-- Opening Marker --

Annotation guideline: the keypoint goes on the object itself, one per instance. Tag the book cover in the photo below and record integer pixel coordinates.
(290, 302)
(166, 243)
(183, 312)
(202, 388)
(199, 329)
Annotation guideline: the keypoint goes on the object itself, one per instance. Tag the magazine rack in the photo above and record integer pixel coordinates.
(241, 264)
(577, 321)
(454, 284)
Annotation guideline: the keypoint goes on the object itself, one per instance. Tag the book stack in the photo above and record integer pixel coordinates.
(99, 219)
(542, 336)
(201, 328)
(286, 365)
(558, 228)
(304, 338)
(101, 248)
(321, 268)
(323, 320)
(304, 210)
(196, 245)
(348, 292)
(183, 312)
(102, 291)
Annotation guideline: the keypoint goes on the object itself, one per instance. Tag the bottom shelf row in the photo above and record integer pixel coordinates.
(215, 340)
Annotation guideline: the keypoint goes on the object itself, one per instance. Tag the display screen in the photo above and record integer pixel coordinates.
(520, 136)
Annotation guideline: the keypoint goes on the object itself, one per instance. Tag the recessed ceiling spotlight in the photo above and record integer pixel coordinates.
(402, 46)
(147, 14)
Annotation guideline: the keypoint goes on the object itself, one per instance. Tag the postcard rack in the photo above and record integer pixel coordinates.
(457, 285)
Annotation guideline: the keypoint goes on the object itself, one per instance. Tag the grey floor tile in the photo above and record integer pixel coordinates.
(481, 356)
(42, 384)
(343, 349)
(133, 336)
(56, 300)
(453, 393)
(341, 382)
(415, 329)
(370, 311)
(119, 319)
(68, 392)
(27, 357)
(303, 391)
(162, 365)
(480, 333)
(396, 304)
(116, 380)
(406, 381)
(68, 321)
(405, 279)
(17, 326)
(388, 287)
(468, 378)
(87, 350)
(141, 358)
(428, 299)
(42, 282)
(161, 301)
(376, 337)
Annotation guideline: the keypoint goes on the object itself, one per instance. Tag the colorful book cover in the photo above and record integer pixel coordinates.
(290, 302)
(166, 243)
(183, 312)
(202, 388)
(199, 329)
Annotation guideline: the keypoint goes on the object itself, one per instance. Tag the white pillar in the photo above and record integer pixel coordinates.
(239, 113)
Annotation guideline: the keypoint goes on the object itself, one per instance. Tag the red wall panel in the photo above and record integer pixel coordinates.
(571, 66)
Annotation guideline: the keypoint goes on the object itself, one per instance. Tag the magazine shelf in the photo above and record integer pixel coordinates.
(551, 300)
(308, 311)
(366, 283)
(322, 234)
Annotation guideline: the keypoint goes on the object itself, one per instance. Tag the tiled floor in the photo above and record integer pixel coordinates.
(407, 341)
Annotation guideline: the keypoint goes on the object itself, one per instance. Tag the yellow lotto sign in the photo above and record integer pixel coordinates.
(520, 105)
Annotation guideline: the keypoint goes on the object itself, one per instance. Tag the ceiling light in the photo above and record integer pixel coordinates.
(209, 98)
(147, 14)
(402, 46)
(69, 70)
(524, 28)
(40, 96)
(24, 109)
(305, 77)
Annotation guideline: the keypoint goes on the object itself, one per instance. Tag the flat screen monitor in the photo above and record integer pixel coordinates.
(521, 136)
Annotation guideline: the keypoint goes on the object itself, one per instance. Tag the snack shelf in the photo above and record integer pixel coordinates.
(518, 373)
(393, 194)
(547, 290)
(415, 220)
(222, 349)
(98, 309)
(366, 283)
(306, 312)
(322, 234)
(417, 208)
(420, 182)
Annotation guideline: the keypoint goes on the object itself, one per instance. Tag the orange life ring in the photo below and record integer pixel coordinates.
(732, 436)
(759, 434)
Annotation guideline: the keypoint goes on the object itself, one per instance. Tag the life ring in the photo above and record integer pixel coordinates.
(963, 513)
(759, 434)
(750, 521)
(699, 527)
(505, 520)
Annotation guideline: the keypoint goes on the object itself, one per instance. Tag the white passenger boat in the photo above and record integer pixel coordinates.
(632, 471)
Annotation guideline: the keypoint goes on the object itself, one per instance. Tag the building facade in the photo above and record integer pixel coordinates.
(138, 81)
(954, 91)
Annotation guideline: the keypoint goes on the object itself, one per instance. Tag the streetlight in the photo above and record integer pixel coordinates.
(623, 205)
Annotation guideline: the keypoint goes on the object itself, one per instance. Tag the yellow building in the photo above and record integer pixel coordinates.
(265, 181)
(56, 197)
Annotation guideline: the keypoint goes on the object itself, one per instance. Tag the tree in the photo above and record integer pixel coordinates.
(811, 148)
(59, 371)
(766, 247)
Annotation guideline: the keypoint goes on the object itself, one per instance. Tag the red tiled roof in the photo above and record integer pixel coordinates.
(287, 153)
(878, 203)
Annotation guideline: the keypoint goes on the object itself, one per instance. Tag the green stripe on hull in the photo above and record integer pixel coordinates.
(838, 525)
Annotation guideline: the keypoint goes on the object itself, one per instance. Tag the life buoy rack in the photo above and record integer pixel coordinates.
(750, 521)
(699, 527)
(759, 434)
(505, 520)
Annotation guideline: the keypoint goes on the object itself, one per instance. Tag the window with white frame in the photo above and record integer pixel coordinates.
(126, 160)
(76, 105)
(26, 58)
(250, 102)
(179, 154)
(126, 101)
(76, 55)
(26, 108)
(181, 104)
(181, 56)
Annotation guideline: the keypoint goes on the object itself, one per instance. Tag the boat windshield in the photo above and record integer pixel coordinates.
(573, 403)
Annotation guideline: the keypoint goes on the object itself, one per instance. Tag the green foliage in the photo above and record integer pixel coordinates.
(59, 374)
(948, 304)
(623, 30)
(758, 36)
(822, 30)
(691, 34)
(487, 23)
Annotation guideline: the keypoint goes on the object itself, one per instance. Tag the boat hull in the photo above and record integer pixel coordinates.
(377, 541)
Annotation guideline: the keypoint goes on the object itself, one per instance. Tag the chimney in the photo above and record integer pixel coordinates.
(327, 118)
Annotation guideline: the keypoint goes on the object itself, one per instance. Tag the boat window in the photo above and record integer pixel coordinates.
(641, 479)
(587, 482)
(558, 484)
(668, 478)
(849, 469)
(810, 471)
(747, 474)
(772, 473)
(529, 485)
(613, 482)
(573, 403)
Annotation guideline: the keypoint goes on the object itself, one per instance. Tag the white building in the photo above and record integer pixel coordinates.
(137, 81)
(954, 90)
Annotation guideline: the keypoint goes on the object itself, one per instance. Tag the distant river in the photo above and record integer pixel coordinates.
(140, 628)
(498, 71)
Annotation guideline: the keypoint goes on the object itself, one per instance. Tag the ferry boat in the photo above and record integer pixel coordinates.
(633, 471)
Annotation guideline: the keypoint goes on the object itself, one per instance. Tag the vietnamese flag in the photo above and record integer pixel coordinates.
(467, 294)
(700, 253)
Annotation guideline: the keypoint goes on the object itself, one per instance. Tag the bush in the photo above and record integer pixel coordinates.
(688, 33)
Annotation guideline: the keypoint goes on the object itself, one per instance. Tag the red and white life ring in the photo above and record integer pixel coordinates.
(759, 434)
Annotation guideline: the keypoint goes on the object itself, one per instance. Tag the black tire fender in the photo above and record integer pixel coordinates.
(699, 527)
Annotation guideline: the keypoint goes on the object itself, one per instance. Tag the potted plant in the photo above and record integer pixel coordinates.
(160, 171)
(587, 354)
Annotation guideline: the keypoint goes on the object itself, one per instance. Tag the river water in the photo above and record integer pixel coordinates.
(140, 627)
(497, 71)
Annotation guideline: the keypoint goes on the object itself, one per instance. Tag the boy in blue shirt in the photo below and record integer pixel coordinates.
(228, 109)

-- Closing Marker --

Task prompt
What you give back should be the full listing, copied exactly.

Answer space
Annotation guideline: the keypoint goes on the object itself, one per instance. Tag the book cover in the photo below and record integer pixel coordinates.
(290, 302)
(166, 243)
(183, 312)
(202, 388)
(199, 329)
Annotation guideline: the keypoint goes on the object itself, one per instance. Tag the magazine rack in the photo above and record integer pixel coordinates.
(241, 264)
(577, 321)
(454, 284)
Annotation guideline: the keypoint goes on the object itself, one per instance. Tag the book stack in the photo above and record integer pixel coordinates.
(99, 219)
(542, 336)
(201, 328)
(286, 365)
(558, 228)
(304, 338)
(101, 248)
(321, 268)
(323, 320)
(304, 210)
(196, 245)
(348, 292)
(183, 312)
(102, 291)
Annotation guideline: the keypoint goes on the object itself, one per instance. Tag the bottom shelf row in the photo above and record integer pixel coordinates.
(215, 340)
Annotation guideline: the keypoint goes on the object itself, one per instance. Tag the display screen in the photo above and record integer pixel coordinates.
(520, 136)
Annotation guideline: the keypoint goes on the object itself, one per instance. Tag the recessed ceiling spotlight in the photo above and record integer pixel coordinates.
(402, 46)
(147, 14)
Annotation guideline: the keypoint goes on the object itself, one per instance. Tag the postcard rack in the photo above and record integer pixel coordinates.
(457, 285)
Annotation guideline: the keypoint goes on the object itself, one per instance. Tag the grey floor tile in the photo above and record integer pixel coordinates.
(481, 356)
(42, 384)
(343, 349)
(133, 336)
(56, 300)
(453, 393)
(341, 382)
(415, 329)
(370, 311)
(119, 319)
(68, 392)
(27, 357)
(303, 391)
(162, 365)
(480, 333)
(396, 304)
(116, 380)
(406, 381)
(68, 321)
(405, 279)
(17, 326)
(388, 287)
(468, 378)
(87, 350)
(141, 358)
(428, 299)
(42, 282)
(161, 301)
(376, 337)
Annotation guideline: the keypoint goes on the object itself, one per instance. Tag the colorful book cover in the photo above and record integer pixel coordinates.
(290, 302)
(166, 243)
(183, 312)
(202, 388)
(199, 329)
Annotation guideline: the keypoint goes on the object itself, one per instance. Tag the white pillar in the photo above and record integer pixel coordinates.
(239, 113)
Annotation guideline: the keypoint goes on the object itself, one per instance. Tag the red wall panel in the photo above and record integer pixel coordinates.
(571, 66)
Annotation guideline: the keypoint goes on the object itself, one per instance. Tag the magazine shelf in the photo above and record integer pixel coordinates.
(551, 300)
(308, 311)
(366, 283)
(322, 234)
Annotation guideline: the keypoint goes on the object itself, one per instance. Tag the tiled floor in the photo above and record integer pixel coordinates.
(407, 341)
Annotation guideline: the keypoint goes on the object itself, one per instance. Tag the yellow lotto sign in the photo above and record integer pixel coordinates.
(520, 105)
Annotation guideline: the keypoint goes on the object itself, one per instance. Tag the ceiling light in the photo above and record integer pixel coordinates.
(209, 98)
(147, 14)
(402, 46)
(69, 70)
(524, 28)
(40, 96)
(24, 109)
(305, 77)
Annotation guideline: the keypoint goes on the object itself, one per instance. Tag the flat screen monitor in the photo above and record integer pixel coordinates.
(521, 136)
Annotation guideline: the keypoint goes on the object itself, one per instance. Tag the snack shelf in the photo above and record integer pixel coordinates.
(518, 373)
(393, 194)
(547, 290)
(415, 220)
(222, 349)
(98, 309)
(366, 283)
(306, 312)
(322, 234)
(417, 208)
(420, 182)
Annotation guideline: the keypoint goes on the object itself, one per instance. Tag the orange life ring in the photo below and record integer pixel coordinates.
(732, 436)
(759, 434)
Annotation guideline: the keypoint goes on the object itself, one per instance. Tag the life ring in the photo above and record integer pixel coordinates.
(963, 513)
(759, 434)
(750, 521)
(699, 527)
(505, 520)
Annotation guideline: the keypoint goes on the object itself, one per instance. Tag the white passenger boat in the photo above and record integer pixel coordinates.
(632, 471)
Annotation guideline: the keypoint goes on the object itself, one per instance. Tag the building facade in the photo above and record integer pixel coordinates.
(138, 81)
(954, 91)
Annotation guideline: the keypoint goes on the object itself, one per instance. Tag the streetlight in the photo above and record integer pixel coordinates.
(623, 205)
Annotation guideline: the keypoint goes on the object itself, one per instance. Tag the yellow building in the photo above and record integer pixel coordinates.
(265, 181)
(56, 197)
Annotation guideline: the keypoint goes on the object itself, one per instance. Tag the tree in the photo above and record integer pixel coordinates.
(811, 148)
(59, 371)
(766, 247)
Annotation guideline: the keypoint goes on the object itself, one per instance. Tag the red tiled roof in the photo above and record integer pixel coordinates.
(287, 153)
(878, 203)
Annotation guideline: the keypoint goes on the object itself, one per instance. Tag the green stripe on hull in the photo above and record integer pixel coordinates.
(838, 525)
Annotation guideline: the keypoint goes on the object itself, one per instance. Tag the life buoy rack in the photo above and record integer pixel coordinates.
(750, 521)
(699, 527)
(759, 434)
(505, 520)
Annotation guideline: the keypoint goes on the object itself, one per instance. Tag the window with white frame in the photo above and record integer pixel coordinates.
(126, 160)
(76, 105)
(26, 58)
(250, 102)
(179, 154)
(126, 101)
(76, 55)
(26, 108)
(181, 104)
(181, 56)
Annotation guideline: the keypoint goes on the object itself, one per instance. Tag the boat windshield in the photo above and record integer pixel coordinates.
(573, 403)
Annotation guideline: the keypoint goes on the object itself, one per instance. Tag the green foliage in the photo above and record integer pixel coordinates.
(59, 374)
(948, 304)
(623, 30)
(758, 36)
(822, 30)
(691, 34)
(487, 23)
Annotation guideline: the keypoint goes on the object itself, one per instance. Tag the boat hull in the photo above and record integer pixel coordinates.
(377, 541)
Annotation guideline: the keypoint goes on the object itself, one per instance. Tag the chimney in the photo above and record integer pixel coordinates.
(327, 118)
Annotation guideline: the keypoint goes on the object itself, one per instance. Tag the boat window in the photo above and record integer pixel coordinates.
(641, 479)
(587, 482)
(558, 484)
(668, 478)
(849, 469)
(810, 471)
(747, 474)
(772, 473)
(529, 485)
(613, 482)
(573, 403)
Annotation guideline: the keypoint goes on the object itself, one per instance. Tag the white building in the photo above and record integer pixel coordinates.
(137, 81)
(954, 90)
Annotation guideline: the keypoint goes on the object itself, one per instance. Tag the distant river in the photo above and record integer pixel coordinates.
(140, 628)
(498, 71)
Annotation guideline: the keypoint goes on the object itself, one per instance. Tag the ferry boat in the photo above and record integer pixel coordinates.
(633, 471)
Annotation guideline: the keypoint goes on the object itself, one per instance. Tag the vietnamese flag in the photo above and record integer pixel coordinates.
(467, 294)
(700, 253)
Annotation guideline: the keypoint goes on the object itself, one per instance. Tag the bush in the photo above and record integer pixel coordinates.
(688, 33)
Annotation guideline: the keypoint goes on the object itself, one per instance. Tag the red and white life ring in the photo above and record integer pixel coordinates.
(759, 434)
Annotation guideline: the keypoint goes on the object itself, one per instance. Tag the black tire fender in the photo above and record integer pixel coordinates.
(699, 527)
Annotation guideline: the keypoint goes on the object itself, one per instance. Tag the potted plant in the photo above and record integer pixel coordinates.
(160, 171)
(587, 354)
Annotation guideline: the keypoint goes on the object itself, one per instance. Tag the river water in the photo above and record integer pixel coordinates.
(140, 627)
(497, 71)
Annotation guideline: the keypoint goes on the object itself, one per instance. Tag the boy in blue shirt in the photo below and record integer pixel coordinates.
(228, 109)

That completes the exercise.